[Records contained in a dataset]
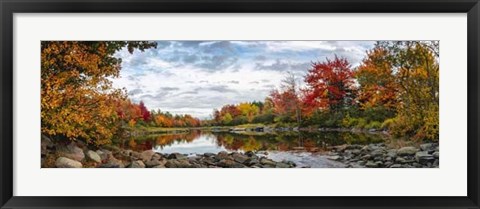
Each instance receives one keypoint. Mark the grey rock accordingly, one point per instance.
(267, 162)
(112, 162)
(371, 164)
(147, 155)
(155, 162)
(335, 157)
(63, 162)
(427, 147)
(252, 161)
(239, 158)
(93, 156)
(407, 151)
(396, 166)
(366, 157)
(103, 154)
(137, 164)
(392, 153)
(400, 160)
(222, 155)
(282, 165)
(177, 156)
(71, 151)
(423, 157)
(209, 154)
(226, 163)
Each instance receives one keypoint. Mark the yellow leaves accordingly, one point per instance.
(132, 123)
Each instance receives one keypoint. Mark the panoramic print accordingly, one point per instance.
(239, 104)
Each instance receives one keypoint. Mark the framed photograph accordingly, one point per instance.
(237, 104)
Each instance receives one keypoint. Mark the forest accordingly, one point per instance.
(394, 89)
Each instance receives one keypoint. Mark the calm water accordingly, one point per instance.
(303, 148)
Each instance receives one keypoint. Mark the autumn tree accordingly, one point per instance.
(77, 97)
(287, 102)
(144, 112)
(416, 69)
(330, 85)
(379, 91)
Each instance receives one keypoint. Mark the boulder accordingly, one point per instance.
(175, 163)
(155, 162)
(427, 147)
(371, 164)
(46, 143)
(251, 161)
(335, 157)
(103, 154)
(112, 162)
(147, 155)
(137, 164)
(396, 166)
(237, 157)
(267, 162)
(282, 165)
(423, 157)
(71, 151)
(404, 151)
(63, 162)
(209, 154)
(177, 156)
(93, 156)
(377, 152)
(222, 155)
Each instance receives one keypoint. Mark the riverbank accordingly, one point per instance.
(78, 155)
(380, 156)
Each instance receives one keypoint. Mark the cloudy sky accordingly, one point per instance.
(194, 77)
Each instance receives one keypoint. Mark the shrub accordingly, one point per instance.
(387, 124)
(373, 125)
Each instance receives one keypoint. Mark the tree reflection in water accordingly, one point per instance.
(255, 141)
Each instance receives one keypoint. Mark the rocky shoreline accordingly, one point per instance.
(79, 155)
(379, 156)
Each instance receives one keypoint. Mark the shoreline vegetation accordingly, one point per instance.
(375, 155)
(393, 92)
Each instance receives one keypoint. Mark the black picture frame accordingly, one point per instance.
(10, 7)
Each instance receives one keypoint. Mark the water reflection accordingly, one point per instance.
(199, 142)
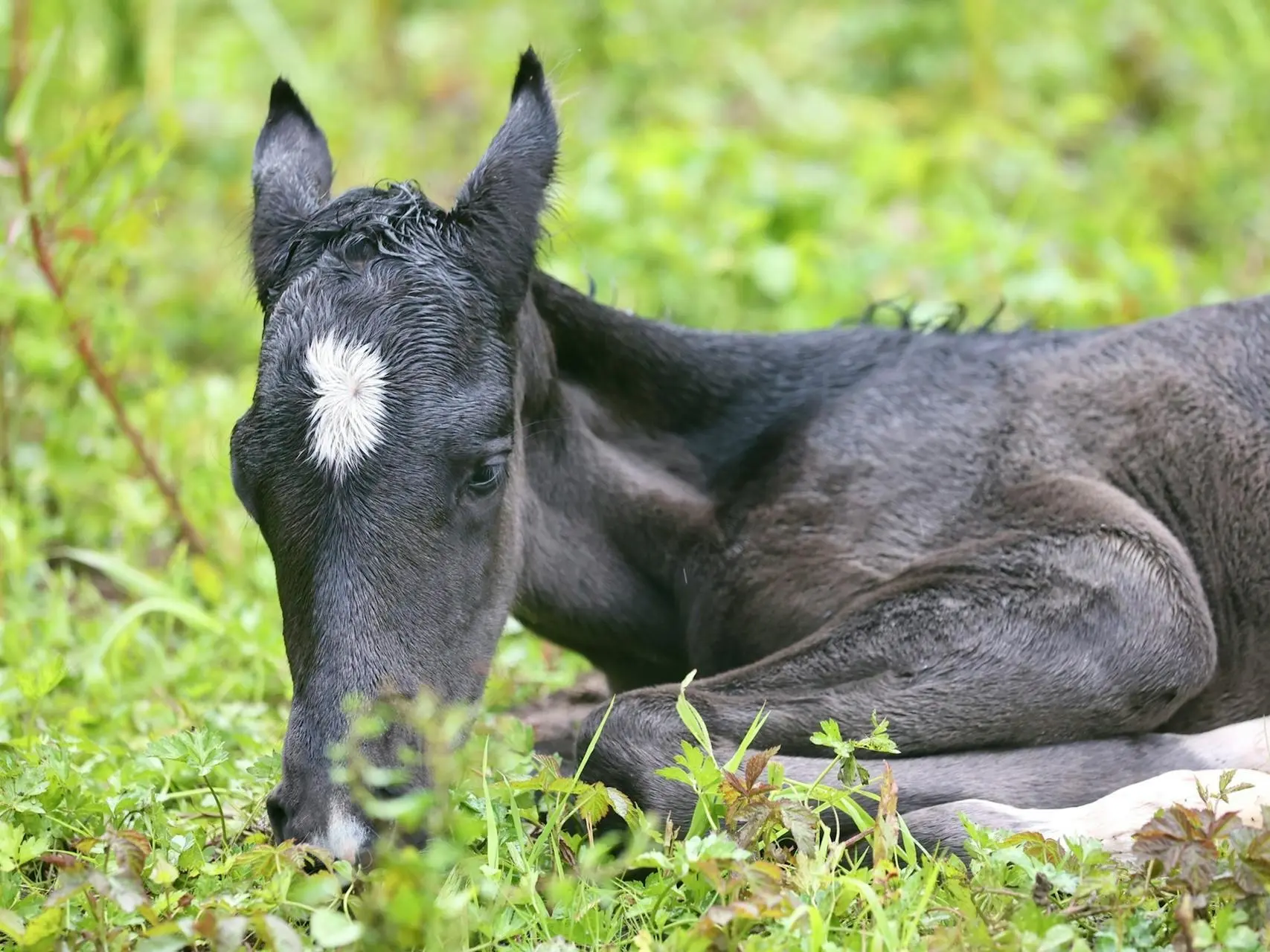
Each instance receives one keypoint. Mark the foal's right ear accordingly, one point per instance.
(291, 177)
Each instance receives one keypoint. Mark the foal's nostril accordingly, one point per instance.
(277, 817)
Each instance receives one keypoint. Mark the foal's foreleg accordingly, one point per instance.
(1027, 640)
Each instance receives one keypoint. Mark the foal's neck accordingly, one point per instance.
(639, 436)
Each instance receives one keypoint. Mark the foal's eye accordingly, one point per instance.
(485, 477)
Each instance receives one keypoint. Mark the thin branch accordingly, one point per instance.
(80, 330)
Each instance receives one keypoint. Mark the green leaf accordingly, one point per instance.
(332, 930)
(17, 127)
(277, 933)
(199, 749)
(42, 681)
(43, 926)
(12, 926)
(163, 872)
(691, 718)
(316, 890)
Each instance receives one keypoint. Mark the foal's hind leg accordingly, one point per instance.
(1095, 628)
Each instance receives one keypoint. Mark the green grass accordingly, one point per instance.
(733, 165)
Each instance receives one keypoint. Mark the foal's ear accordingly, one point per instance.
(501, 202)
(291, 178)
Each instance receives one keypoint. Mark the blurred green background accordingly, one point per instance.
(729, 164)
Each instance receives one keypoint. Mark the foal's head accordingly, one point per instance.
(380, 454)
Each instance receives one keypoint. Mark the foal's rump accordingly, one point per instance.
(1105, 790)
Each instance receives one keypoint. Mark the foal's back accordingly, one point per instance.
(920, 454)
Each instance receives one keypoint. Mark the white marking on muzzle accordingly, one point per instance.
(346, 834)
(346, 422)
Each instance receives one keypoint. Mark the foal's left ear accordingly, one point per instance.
(501, 202)
(290, 178)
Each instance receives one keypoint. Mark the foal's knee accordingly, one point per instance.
(639, 736)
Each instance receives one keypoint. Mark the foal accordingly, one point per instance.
(1042, 556)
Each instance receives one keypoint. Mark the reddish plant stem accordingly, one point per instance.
(80, 330)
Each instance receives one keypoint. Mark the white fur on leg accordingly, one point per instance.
(1115, 817)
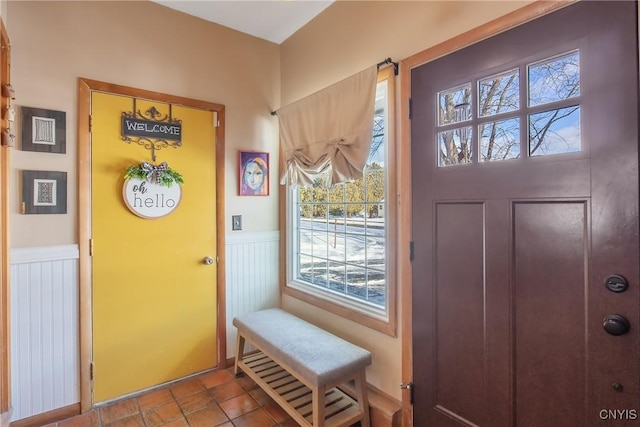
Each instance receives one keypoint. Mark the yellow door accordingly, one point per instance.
(154, 299)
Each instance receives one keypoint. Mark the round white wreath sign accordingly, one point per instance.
(150, 200)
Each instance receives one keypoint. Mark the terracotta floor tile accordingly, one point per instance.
(215, 378)
(195, 402)
(289, 422)
(260, 396)
(118, 410)
(90, 419)
(226, 391)
(131, 421)
(154, 398)
(259, 417)
(162, 414)
(210, 417)
(188, 387)
(239, 405)
(246, 383)
(276, 411)
(180, 422)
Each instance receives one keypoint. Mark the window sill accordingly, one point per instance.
(387, 327)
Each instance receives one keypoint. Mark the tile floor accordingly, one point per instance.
(208, 400)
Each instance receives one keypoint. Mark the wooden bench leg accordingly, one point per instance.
(239, 354)
(318, 406)
(361, 394)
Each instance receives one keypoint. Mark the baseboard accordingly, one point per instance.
(48, 417)
(384, 410)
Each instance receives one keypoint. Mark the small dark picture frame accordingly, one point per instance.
(253, 179)
(44, 192)
(44, 130)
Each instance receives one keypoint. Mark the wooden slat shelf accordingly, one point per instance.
(295, 397)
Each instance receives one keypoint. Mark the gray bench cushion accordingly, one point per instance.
(315, 354)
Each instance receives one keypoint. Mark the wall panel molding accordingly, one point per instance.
(44, 329)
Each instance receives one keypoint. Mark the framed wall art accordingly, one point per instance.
(254, 173)
(43, 130)
(44, 192)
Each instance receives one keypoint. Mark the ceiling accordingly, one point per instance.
(272, 20)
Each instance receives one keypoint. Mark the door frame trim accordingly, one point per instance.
(5, 320)
(85, 87)
(520, 16)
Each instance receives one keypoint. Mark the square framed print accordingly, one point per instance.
(43, 130)
(44, 192)
(254, 173)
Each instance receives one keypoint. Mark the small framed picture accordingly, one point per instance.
(43, 130)
(254, 173)
(44, 192)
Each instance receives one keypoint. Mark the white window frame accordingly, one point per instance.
(382, 319)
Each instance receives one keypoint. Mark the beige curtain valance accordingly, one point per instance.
(330, 130)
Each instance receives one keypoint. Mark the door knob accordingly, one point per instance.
(616, 324)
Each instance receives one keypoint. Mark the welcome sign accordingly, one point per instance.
(133, 126)
(150, 200)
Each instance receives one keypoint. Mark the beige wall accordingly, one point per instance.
(344, 39)
(147, 46)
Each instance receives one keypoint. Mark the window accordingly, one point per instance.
(338, 238)
(548, 124)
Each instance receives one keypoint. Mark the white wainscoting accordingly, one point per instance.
(44, 314)
(252, 276)
(44, 329)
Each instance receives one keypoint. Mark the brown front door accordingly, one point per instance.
(525, 199)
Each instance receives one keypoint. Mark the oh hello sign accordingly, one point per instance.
(150, 200)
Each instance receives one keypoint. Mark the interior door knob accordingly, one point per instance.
(616, 324)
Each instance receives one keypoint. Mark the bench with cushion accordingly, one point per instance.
(301, 366)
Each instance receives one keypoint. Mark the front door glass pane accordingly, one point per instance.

→ **WHAT TO WORK ON**:
Recast every row above as a numbered list, skipping any blank lines. Leave the pictures out of the list.

→ **REPLY**:
1. Each instance receives one keypoint. Mark the grey rock accordingly, one point per instance.
2. (267, 162)
3. (112, 162)
4. (371, 164)
5. (147, 155)
6. (155, 162)
7. (335, 157)
8. (63, 162)
9. (427, 147)
10. (252, 161)
11. (239, 158)
12. (93, 156)
13. (407, 151)
14. (396, 166)
15. (366, 157)
16. (103, 154)
17. (137, 164)
18. (392, 153)
19. (400, 160)
20. (222, 155)
21. (282, 165)
22. (177, 156)
23. (71, 151)
24. (423, 157)
25. (209, 154)
26. (226, 163)
27. Each instance receives one keypoint. Mark the yellow leaves accordingly, one point per instance.
28. (132, 123)
29. Each instance receives one keypoint. Mark the panoramic print accordingly, one point per instance.
30. (239, 104)
31. Each instance receives one keypoint. Mark the framed photograph accordingly, one point per instance.
32. (237, 104)
33. Each instance receives one keypoint. Mark the forest accordingly, one point per instance.
34. (394, 89)
35. Each instance receives one keypoint. Mark the calm water accordingly, one point per instance.
36. (303, 148)
37. Each instance receives one keypoint. Mark the autumn tree accordingly, one point per instance.
38. (77, 97)
39. (287, 102)
40. (144, 112)
41. (416, 69)
42. (330, 85)
43. (379, 91)
44. Each instance receives one keypoint. Mark the boulder accordingly, one point per instance.
45. (175, 163)
46. (155, 162)
47. (427, 147)
48. (371, 164)
49. (46, 143)
50. (251, 161)
51. (335, 157)
52. (103, 154)
53. (112, 162)
54. (147, 155)
55. (137, 164)
56. (396, 166)
57. (237, 157)
58. (267, 162)
59. (282, 165)
60. (423, 157)
61. (71, 151)
62. (404, 151)
63. (63, 162)
64. (209, 154)
65. (177, 156)
66. (93, 156)
67. (377, 152)
68. (222, 155)
69. Each instance receives one keypoint. Mark the riverbank accordingly, one point per instance.
70. (78, 155)
71. (380, 156)
72. Each instance receives one keypoint. Mark the cloudy sky accordingly, one point per instance.
73. (194, 77)
74. Each instance receives one keypoint. Mark the shrub accordingly, one point per instance.
75. (387, 124)
76. (373, 125)
77. Each instance receives one keypoint. Mark the tree reflection in water accordingly, one point per instance.
78. (255, 141)
79. Each instance receives one keypoint. Mark the rocky shoreline accordingly, one point per instance.
80. (79, 155)
81. (379, 156)
82. Each instance receives one keypoint. Mark the shoreline vegetation accordingly, one point per instance.
83. (375, 155)
84. (393, 92)
85. Each instance receives one keypoint. Mark the black picture frame accordingly, one point per instance.
86. (10, 7)
87. Each instance receives one keypoint. Mark the water reflection accordingly, one point per instance.
88. (199, 142)
89. Each instance receives one keypoint. Mark the foal's right ear accordingly, one point per instance.
90. (291, 177)
91. Each instance receives one keypoint. Mark the foal's nostril accordingly, one point per instance.
92. (277, 817)
93. Each instance receives one keypoint. Mark the foal's foreleg accordingly, one point per instance.
94. (1027, 640)
95. Each instance receives one keypoint. Mark the foal's neck accordingly, one point per instance.
96. (639, 436)
97. Each instance receives one keypoint. Mark the foal's eye accordingly, one point per instance.
98. (485, 477)
99. Each instance receives one keypoint. Mark the thin branch accordingly, one point per instance.
100. (80, 330)
101. Each instance receives one keypoint. Mark the green leaf accordingly, one point per instance.
102. (332, 930)
103. (17, 127)
104. (277, 933)
105. (199, 749)
106. (42, 681)
107. (43, 926)
108. (12, 926)
109. (163, 872)
110. (691, 718)
111. (316, 890)
112. Each instance receives one keypoint. Mark the foal's hind leg accordingly, one point per instance.
113. (1095, 628)
114. Each instance receives one keypoint. Mark the green grass accordingly, one point per instance.
115. (733, 165)
116. Each instance receives one keypoint. Mark the foal's ear accordingly, one point per instance.
117. (501, 202)
118. (291, 178)
119. Each instance receives one keypoint. Mark the blurred green background accordingly, one point per instance.
120. (729, 164)
121. Each instance receives one keypoint. Mark the foal's head accordingly, one point per instance.
122. (380, 454)
123. Each instance receives one keypoint. Mark the foal's rump accordingly, one point per instance.
124. (1105, 790)
125. Each instance receives one keypoint. Mark the foal's back accordingly, one point per instance.
126. (920, 454)
127. Each instance receives one keypoint. Mark the white marking on muzzle accordingly, one point per instance.
128. (346, 834)
129. (346, 422)
130. Each instance receives one keypoint. Mark the foal's left ear accordingly, one point per instance.
131. (501, 202)
132. (290, 178)
133. Each instance receives one keypoint. Mark the foal's knee accordingly, one point per instance.
134. (639, 736)
135. Each instance receives one keypoint. Mark the foal accordingly, one point per instance.
136. (1042, 556)
137. Each instance receives one keypoint. Mark the reddish plant stem accordingly, one point per instance.
138. (80, 330)
139. Each instance receives one keypoint. Mark the white fur on leg accordingly, one point per instance.
140. (1115, 817)
141. Each instance receives one keypoint. Mark the yellow door accordingly, one point per instance.
142. (154, 299)
143. Each instance receives one keypoint. Mark the round white wreath sign accordingly, one point per instance.
144. (150, 200)
145. Each instance receives one keypoint. Mark the terracotta floor tile accordingly, one point per instance.
146. (215, 378)
147. (195, 402)
148. (289, 422)
149. (260, 396)
150. (118, 410)
151. (90, 419)
152. (226, 391)
153. (131, 421)
154. (154, 398)
155. (259, 417)
156. (162, 414)
157. (210, 417)
158. (188, 387)
159. (239, 405)
160. (246, 383)
161. (276, 411)
162. (180, 422)
163. Each instance receives one keypoint. Mark the window sill accordingly, one point per instance.
164. (387, 327)
165. Each instance receives one keypoint. Mark the tile floor accordingly, one point per instance.
166. (208, 400)
167. Each instance receives one keypoint. Mark the wooden bench leg accordingly, one point per instance.
168. (239, 354)
169. (318, 406)
170. (361, 394)
171. Each instance receives one keypoint. Mark the baseboard accordingly, one point per instance.
172. (48, 417)
173. (384, 410)
174. Each instance receives one keypoint. Mark the small dark picture frame accordingly, one point per instance.
175. (253, 179)
176. (44, 192)
177. (44, 130)
178. Each instance receives one keypoint. Mark the wooden slat shelf accordingly, one point per instance.
179. (295, 397)
180. Each instance receives one keypoint. Mark the gray bench cushion accordingly, one point per instance.
181. (315, 354)
182. Each instance receives one keypoint. Mark the wall panel molding accordingly, one point per instance.
183. (44, 329)
184. Each instance receives one keypoint. Mark the framed wall art accordingly, one point per instance.
185. (254, 173)
186. (43, 130)
187. (44, 192)
188. Each instance receives one keypoint. Mark the ceiling accordingly, one point per instance.
189. (272, 20)
190. Each instance receives one keypoint. Mark the door frame trim accordingly, one point per instance.
191. (5, 320)
192. (85, 87)
193. (520, 16)
194. Each instance receives one keypoint. Mark the square framed print accordingly, one point per instance.
195. (43, 130)
196. (44, 192)
197. (254, 173)
198. Each instance receives one keypoint. Mark the small framed picture accordingly, one point per instance.
199. (43, 130)
200. (254, 173)
201. (44, 192)
202. Each instance receives one keypoint. Mark the white window frame accordingly, one point per instance.
203. (382, 319)
204. Each instance receives one keypoint. Mark the beige curtain valance accordingly, one point per instance.
205. (330, 130)
206. Each instance receives one keypoint. Mark the door knob accordingly, one point per instance.
207. (616, 324)
208. Each instance receives one keypoint. Mark the welcome sign accordingly, one point per instance.
209. (133, 126)
210. (150, 200)
211. Each instance receives one keypoint. Mark the beige wall accordingly, one point per instance.
212. (344, 39)
213. (147, 46)
214. Each instance receives one keypoint. Mark the window accordingly, one point per instance.
215. (338, 238)
216. (548, 124)
217. Each instance receives one keypoint. Mark the white wainscoting accordingly, one point per instance.
218. (44, 314)
219. (252, 276)
220. (44, 329)
221. Each instance receives one keypoint. Mark the brown front door accordingly, one point per instance.
222. (525, 199)
223. Each instance receives one keypoint. Mark the oh hello sign accordingly, one point per instance.
224. (150, 200)
225. Each instance receives one keypoint. Mark the interior door knob accordingly, one point per instance.
226. (616, 324)
227. Each instance receives one keypoint. Mark the bench with cushion accordingly, one point per instance.
228. (301, 366)
229. Each instance receives one keypoint. Mark the front door glass pane accordingly, one point per instance.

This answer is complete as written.